◆ Supplied material:
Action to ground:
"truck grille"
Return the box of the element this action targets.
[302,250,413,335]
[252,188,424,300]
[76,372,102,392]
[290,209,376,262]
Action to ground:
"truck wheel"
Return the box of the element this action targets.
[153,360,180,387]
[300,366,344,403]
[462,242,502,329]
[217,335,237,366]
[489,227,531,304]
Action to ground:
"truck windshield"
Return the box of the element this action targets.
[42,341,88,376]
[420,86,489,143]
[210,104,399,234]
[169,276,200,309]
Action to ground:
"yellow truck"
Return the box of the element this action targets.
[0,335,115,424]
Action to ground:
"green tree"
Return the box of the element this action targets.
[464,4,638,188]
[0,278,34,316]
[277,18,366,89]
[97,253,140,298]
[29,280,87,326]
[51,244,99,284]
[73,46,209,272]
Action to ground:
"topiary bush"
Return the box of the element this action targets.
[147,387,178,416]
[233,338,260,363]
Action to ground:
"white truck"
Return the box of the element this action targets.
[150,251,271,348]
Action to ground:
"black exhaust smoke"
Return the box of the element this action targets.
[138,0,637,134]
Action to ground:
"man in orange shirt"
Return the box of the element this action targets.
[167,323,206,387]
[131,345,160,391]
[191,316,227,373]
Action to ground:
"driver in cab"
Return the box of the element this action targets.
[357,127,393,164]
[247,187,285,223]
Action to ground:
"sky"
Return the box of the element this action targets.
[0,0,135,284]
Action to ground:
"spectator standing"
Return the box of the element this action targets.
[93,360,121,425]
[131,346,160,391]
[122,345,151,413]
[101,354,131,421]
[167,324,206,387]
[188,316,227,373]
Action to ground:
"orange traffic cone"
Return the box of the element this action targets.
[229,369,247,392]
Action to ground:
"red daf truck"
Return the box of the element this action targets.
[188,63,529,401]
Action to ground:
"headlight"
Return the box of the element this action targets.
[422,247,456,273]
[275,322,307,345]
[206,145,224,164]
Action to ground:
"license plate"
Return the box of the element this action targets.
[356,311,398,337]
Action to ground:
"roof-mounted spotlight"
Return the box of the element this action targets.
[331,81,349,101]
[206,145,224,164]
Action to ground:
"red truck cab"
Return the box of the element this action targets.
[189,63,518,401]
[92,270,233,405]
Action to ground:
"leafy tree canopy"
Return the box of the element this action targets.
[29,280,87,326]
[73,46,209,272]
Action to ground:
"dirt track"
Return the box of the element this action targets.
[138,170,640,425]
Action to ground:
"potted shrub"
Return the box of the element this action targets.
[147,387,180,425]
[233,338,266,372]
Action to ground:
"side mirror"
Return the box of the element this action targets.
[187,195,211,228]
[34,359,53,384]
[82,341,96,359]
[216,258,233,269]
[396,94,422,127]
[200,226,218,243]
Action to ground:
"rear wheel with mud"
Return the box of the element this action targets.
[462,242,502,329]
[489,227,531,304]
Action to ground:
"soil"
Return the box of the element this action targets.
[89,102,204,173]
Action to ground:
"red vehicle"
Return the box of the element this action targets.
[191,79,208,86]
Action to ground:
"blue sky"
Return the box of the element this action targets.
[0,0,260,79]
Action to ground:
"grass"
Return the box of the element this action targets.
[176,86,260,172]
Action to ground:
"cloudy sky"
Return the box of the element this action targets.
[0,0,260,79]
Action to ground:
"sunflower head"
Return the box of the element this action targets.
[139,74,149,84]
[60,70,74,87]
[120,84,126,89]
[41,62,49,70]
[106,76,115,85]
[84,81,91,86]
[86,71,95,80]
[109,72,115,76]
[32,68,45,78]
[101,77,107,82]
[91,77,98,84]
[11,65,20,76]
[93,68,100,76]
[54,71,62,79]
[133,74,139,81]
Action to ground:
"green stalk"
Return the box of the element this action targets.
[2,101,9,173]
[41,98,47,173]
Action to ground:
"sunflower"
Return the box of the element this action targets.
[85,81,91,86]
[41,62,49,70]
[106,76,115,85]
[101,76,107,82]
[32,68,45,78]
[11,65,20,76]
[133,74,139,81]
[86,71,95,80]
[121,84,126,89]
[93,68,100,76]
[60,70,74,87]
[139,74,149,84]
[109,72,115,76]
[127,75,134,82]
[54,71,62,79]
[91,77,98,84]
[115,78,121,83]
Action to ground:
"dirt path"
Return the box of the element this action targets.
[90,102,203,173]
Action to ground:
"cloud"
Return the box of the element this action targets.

◆ Directions for this task: Count the lines in the data above that contain the word "truck", and reply with that number alone.

◆ Complete answer: 7